(Collected data entries)
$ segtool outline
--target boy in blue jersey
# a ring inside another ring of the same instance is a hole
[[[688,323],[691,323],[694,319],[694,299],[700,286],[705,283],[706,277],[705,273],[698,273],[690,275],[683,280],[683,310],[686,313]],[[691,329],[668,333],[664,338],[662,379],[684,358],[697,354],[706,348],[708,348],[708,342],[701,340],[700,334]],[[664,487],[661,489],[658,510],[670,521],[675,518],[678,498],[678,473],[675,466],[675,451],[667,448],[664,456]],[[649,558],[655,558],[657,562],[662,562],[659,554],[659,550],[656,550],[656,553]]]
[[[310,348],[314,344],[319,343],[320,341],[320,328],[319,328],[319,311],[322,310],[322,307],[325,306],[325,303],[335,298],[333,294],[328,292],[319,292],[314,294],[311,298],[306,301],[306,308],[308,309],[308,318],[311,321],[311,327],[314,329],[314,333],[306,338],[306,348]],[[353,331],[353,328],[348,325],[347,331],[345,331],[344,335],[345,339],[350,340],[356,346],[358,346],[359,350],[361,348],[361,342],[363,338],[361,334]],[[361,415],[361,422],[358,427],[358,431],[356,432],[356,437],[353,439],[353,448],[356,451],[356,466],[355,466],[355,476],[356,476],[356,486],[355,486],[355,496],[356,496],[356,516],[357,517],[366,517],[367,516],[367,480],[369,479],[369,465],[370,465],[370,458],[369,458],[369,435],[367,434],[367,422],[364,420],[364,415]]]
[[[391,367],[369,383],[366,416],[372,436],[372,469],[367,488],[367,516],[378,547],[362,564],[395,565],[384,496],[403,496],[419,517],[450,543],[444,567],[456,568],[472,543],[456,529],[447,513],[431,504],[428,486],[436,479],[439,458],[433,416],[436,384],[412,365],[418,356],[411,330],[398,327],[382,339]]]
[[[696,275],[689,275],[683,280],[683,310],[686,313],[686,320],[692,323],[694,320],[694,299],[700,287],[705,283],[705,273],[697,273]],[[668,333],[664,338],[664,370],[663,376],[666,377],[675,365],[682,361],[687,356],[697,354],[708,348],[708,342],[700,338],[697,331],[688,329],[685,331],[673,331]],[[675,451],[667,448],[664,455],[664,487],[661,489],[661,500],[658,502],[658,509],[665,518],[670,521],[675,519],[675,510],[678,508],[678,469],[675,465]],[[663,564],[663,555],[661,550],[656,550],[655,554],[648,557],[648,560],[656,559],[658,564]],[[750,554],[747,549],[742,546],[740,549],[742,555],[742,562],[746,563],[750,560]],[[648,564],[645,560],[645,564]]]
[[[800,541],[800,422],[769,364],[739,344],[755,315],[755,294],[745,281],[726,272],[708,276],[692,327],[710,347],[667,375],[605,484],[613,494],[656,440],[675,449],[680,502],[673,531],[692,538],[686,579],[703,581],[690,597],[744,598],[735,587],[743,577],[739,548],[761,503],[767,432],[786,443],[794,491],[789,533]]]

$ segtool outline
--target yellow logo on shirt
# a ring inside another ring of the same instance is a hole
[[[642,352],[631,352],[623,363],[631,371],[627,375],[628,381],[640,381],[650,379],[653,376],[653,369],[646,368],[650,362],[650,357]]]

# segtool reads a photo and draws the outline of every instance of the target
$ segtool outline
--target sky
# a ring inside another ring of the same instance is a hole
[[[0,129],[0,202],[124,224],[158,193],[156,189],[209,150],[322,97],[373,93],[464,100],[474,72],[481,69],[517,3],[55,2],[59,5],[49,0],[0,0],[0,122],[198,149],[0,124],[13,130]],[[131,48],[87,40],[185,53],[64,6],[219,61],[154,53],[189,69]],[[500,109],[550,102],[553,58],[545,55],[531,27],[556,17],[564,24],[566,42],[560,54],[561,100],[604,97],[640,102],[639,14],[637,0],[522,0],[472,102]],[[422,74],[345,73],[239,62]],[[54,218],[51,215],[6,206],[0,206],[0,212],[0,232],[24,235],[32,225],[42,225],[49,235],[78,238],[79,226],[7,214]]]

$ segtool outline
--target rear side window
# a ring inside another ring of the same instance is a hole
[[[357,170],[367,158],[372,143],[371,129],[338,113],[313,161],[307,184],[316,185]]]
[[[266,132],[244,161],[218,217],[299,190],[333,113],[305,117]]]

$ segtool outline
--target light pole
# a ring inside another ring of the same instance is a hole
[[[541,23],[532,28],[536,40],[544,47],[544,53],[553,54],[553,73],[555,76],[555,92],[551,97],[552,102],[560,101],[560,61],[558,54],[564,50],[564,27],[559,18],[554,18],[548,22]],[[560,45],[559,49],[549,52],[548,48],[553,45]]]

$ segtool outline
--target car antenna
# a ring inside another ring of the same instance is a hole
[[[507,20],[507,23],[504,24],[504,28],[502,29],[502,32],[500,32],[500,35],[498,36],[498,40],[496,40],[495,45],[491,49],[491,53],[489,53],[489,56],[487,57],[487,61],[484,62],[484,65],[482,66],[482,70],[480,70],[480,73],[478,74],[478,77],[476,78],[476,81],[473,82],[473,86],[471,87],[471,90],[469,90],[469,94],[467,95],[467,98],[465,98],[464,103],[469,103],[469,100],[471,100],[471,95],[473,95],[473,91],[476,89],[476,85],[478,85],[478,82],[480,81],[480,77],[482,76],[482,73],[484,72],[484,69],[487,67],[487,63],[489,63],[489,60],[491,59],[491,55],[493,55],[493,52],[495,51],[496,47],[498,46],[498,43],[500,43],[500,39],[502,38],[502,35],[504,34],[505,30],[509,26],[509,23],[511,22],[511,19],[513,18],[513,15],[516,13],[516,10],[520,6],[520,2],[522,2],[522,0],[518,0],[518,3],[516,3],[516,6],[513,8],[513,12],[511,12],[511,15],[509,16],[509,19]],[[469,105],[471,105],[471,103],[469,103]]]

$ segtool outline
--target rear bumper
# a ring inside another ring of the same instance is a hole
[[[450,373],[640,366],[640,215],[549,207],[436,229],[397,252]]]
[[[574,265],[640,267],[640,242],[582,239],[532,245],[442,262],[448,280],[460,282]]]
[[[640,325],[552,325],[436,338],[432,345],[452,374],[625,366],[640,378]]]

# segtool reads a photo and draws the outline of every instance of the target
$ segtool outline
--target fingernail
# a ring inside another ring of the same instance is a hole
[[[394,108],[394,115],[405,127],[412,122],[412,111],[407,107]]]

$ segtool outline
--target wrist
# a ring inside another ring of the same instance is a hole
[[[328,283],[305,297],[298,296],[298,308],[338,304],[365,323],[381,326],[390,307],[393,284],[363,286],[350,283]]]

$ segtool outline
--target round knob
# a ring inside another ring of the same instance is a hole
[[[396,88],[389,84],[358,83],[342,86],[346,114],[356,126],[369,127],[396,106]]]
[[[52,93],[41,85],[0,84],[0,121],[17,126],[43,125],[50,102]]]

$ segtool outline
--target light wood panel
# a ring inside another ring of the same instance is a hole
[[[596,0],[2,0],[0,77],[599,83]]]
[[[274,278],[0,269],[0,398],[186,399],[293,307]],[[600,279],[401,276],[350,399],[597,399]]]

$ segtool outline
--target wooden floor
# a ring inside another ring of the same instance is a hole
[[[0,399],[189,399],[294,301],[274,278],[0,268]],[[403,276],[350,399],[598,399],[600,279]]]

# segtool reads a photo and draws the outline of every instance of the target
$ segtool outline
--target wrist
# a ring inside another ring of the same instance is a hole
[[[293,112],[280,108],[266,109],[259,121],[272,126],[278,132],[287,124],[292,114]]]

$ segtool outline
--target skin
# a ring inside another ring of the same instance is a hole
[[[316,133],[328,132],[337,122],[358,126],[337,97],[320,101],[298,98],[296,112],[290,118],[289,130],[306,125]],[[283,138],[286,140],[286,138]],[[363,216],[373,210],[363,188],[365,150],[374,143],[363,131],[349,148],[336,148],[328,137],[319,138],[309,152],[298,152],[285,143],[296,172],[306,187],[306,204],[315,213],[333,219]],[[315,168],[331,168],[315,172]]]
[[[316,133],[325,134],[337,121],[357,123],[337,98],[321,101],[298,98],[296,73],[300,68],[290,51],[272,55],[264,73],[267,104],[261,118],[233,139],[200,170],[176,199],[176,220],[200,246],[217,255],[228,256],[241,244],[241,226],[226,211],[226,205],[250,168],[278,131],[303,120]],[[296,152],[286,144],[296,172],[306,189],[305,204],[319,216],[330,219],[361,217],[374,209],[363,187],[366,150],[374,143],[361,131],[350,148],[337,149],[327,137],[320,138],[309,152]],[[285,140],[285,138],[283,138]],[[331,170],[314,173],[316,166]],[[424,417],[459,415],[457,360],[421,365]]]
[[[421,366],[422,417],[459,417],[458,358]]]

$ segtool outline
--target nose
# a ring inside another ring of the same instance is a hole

> **What the task asks**: Gather all lines with the string "rear" from the data.

> **Output**:
--target rear side window
--target rear bumper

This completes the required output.